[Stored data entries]
== Segment start ==

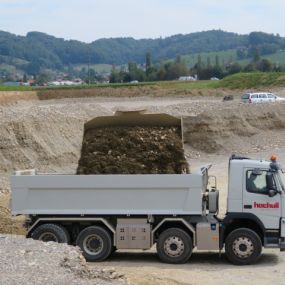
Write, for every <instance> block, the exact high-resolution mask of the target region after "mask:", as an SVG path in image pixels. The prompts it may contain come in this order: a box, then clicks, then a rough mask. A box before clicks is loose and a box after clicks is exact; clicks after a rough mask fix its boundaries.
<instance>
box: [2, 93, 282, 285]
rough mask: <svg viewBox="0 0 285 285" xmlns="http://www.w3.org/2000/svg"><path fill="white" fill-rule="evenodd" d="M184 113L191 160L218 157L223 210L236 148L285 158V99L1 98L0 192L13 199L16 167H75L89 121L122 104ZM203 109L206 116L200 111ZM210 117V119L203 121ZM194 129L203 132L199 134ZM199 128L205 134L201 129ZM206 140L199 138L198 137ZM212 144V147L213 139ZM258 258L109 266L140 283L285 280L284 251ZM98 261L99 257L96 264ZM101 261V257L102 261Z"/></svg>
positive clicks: (179, 115) (270, 253)
mask: <svg viewBox="0 0 285 285" xmlns="http://www.w3.org/2000/svg"><path fill="white" fill-rule="evenodd" d="M142 108H145V109H147V110H149V111H150V112H166V113H169V114H172V115H175V116H183V117H184V119H185V121H186V130H185V134H184V138H185V151H186V155H187V159H188V160H189V162H190V167H191V169H192V170H193V171H194V170H195V168H197V167H199V166H201V165H203V164H207V163H212V164H213V167H212V169H211V174H213V175H216V176H217V177H218V188H219V189H220V190H221V192H220V193H221V199H220V204H221V213H220V214H221V215H223V213H225V210H226V195H227V192H226V191H227V190H226V189H227V164H228V158H229V156H230V154H231V153H233V152H236V153H238V154H244V155H247V156H250V157H256V158H269V157H270V155H271V154H272V153H273V152H274V153H276V154H277V155H279V157H280V161H281V162H283V164H284V163H285V148H284V139H285V112H284V111H285V104H277V103H276V104H265V105H256V106H253V105H251V106H249V105H245V104H240V102H239V101H238V100H234V101H233V102H227V103H223V102H221V99H212V98H197V97H195V98H194V99H191V98H185V97H180V98H178V97H176V98H175V99H171V98H163V99H162V98H152V99H148V98H133V99H130V98H120V99H115V100H114V99H111V98H80V99H61V100H44V101H29V102H21V104H13V105H10V106H2V107H1V106H0V161H1V164H0V192H2V193H8V194H2V196H0V200H1V203H2V204H1V205H2V206H4V207H6V206H7V202H8V200H9V199H8V197H9V188H10V187H9V181H8V176H9V174H10V173H11V172H12V171H13V170H15V169H21V168H37V169H39V170H40V171H43V172H45V171H48V172H63V173H75V171H76V166H77V162H78V159H79V155H80V149H81V142H82V136H83V125H84V123H85V122H86V121H88V120H90V119H91V118H93V117H95V116H99V115H109V114H112V113H113V112H114V111H115V110H117V109H142ZM199 116H200V117H199ZM200 121H203V124H199V122H200ZM193 130H194V131H195V132H196V134H195V136H191V134H193V133H194V132H193ZM199 132H200V137H199V135H198V134H199ZM199 140H200V142H201V144H197V142H199ZM207 146H210V147H207ZM264 252H265V254H264V255H263V257H262V258H261V260H260V262H259V263H258V264H256V265H253V266H246V267H236V266H233V265H230V264H229V263H228V262H227V261H226V259H225V256H224V254H223V253H222V255H221V258H219V254H218V253H205V252H203V253H196V252H195V253H193V256H192V257H191V259H190V260H189V263H187V264H185V265H165V264H162V263H160V262H159V261H158V259H157V256H156V254H155V253H154V251H147V252H144V253H140V254H138V253H136V252H135V253H125V252H117V253H115V254H114V256H113V257H112V258H111V259H110V260H109V261H107V262H103V263H100V265H99V266H102V268H105V267H106V268H109V267H115V269H117V270H118V271H120V272H122V273H124V274H125V275H126V277H127V278H128V279H129V280H130V281H131V282H132V283H133V284H163V285H164V284H168V285H170V284H171V285H172V284H205V283H207V284H253V283H258V284H260V285H263V284H271V283H273V284H276V285H277V284H284V280H285V255H284V254H285V253H280V252H278V251H277V250H265V251H264ZM91 265H92V264H91ZM97 265H98V264H96V266H97Z"/></svg>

== Segment end ==

What's needed is every line above, retyped exactly and free of pictures.

Write, for every <instance> block, the exact high-resolution mask of the target region after "mask:", as an SVG path in image pixels. The prompts it may contain come in this order: a box, then clicks, then a rough mask. A box before clicks is loose and a box after clicks is exact; clicks after a rough mask fix its boundaries.
<instance>
box: [2, 93, 282, 285]
rough mask: <svg viewBox="0 0 285 285" xmlns="http://www.w3.org/2000/svg"><path fill="white" fill-rule="evenodd" d="M184 113L191 160L218 157L223 210L236 148L285 158V99L1 98L0 192L13 199L16 167H75L89 121L122 104ZM203 109L206 116L200 111ZM210 117V119L203 121ZM194 129L203 132L199 134ZM199 128L205 134L201 129ZM206 140L199 138L198 137ZM212 144V147L213 139ZM258 258L109 266L140 283L285 280L284 251ZM98 261L99 257L96 264ZM101 261V257L102 261Z"/></svg>
positive clicks: (179, 115) (270, 253)
mask: <svg viewBox="0 0 285 285" xmlns="http://www.w3.org/2000/svg"><path fill="white" fill-rule="evenodd" d="M142 108H145V109H147V110H149V111H150V112H166V113H169V114H172V115H175V116H183V117H184V119H185V121H186V130H185V134H184V138H185V151H186V155H187V159H188V160H189V162H190V167H191V169H192V170H193V171H194V170H195V168H197V167H199V166H201V165H203V164H207V163H212V164H213V167H212V169H211V174H213V175H216V176H217V177H218V188H219V189H220V190H221V192H220V193H221V199H220V204H221V213H220V214H221V215H223V213H225V210H226V195H227V192H226V191H227V190H226V189H227V164H228V158H229V156H230V154H231V153H233V152H236V153H238V154H244V155H247V156H250V157H256V158H269V157H270V155H271V154H272V153H273V152H274V153H276V154H277V155H279V157H280V161H281V162H283V164H284V163H285V148H284V139H285V112H284V111H285V104H277V103H276V104H265V105H256V106H253V105H251V106H249V105H245V104H240V102H239V101H238V100H234V101H233V102H227V103H223V102H221V99H212V98H197V97H195V98H194V99H191V98H185V97H180V98H178V97H176V98H175V99H171V98H163V99H162V98H152V99H148V98H133V99H130V98H120V99H115V100H114V99H111V98H80V99H61V100H44V101H29V102H21V104H13V105H10V106H2V107H1V106H0V161H1V164H0V192H2V193H8V194H2V196H0V200H1V203H2V204H1V205H2V206H4V207H6V206H7V202H8V200H9V199H8V197H9V188H10V187H9V181H8V176H9V174H10V173H11V172H12V171H13V170H15V169H21V168H37V169H39V170H40V171H43V172H45V171H48V172H63V173H75V171H76V166H77V162H78V159H79V155H80V149H81V142H82V136H83V125H84V123H85V122H86V121H88V120H90V119H91V118H93V117H95V116H99V115H109V114H112V113H113V112H114V111H115V110H117V109H142ZM199 116H200V117H199ZM200 121H203V124H199V122H200ZM193 130H194V131H195V132H196V134H195V136H191V134H193V133H194V132H193ZM199 132H200V137H199V135H198V134H199ZM199 140H200V142H201V144H197V142H199ZM207 146H210V147H207ZM264 252H265V254H264V255H263V257H262V258H261V260H260V262H259V263H258V264H256V265H253V266H246V267H236V266H233V265H230V264H229V263H228V262H227V261H226V259H225V256H224V254H223V253H222V255H221V258H219V254H218V253H205V252H203V253H196V252H195V253H193V256H192V257H191V259H190V260H189V263H187V264H185V265H165V264H162V263H160V262H159V261H158V259H157V256H156V254H155V253H154V251H147V252H144V253H140V254H138V253H136V252H135V253H125V252H117V253H115V254H114V256H113V257H112V258H111V259H110V260H109V261H107V262H103V263H100V265H99V266H102V268H105V267H106V268H109V267H115V269H117V270H118V271H120V272H122V273H124V274H125V275H126V277H127V278H128V279H129V280H130V281H131V282H132V283H133V284H163V285H164V284H168V285H170V284H171V285H172V284H205V283H207V284H253V283H258V284H260V285H263V284H271V283H273V284H276V285H277V284H284V280H285V255H284V254H285V253H280V252H278V251H277V250H265V251H264ZM91 265H92V264H91ZM97 265H98V264H96V266H97Z"/></svg>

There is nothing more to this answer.